# [PROBLEM REQUIREMENTS]
Could you copy the following lines word for word, leaving out the pictures?

# [TASK INPUTS]

==========

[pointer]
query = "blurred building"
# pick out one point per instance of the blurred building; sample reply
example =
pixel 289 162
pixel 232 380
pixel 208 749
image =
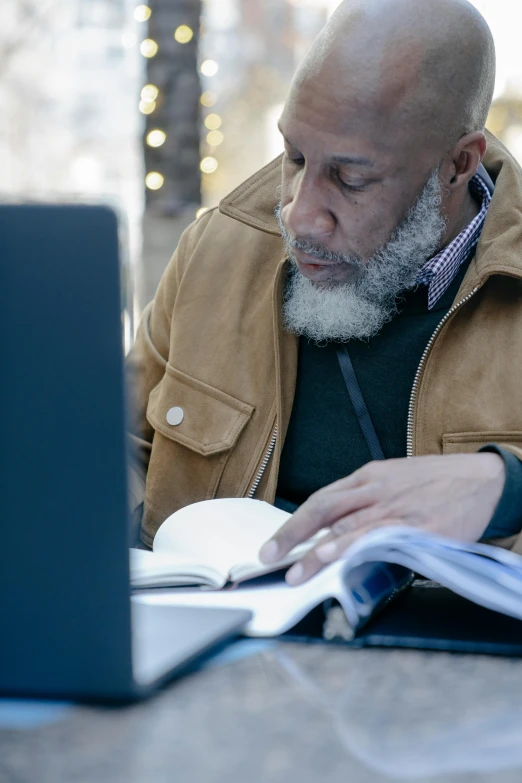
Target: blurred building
pixel 70 74
pixel 84 84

==========

# [EXPECTED ANSWER]
[pointer]
query = "blurred building"
# pick out one point per instance of the blurred building; sample reply
example =
pixel 289 162
pixel 232 380
pixel 208 749
image =
Target: blurred building
pixel 70 74
pixel 84 84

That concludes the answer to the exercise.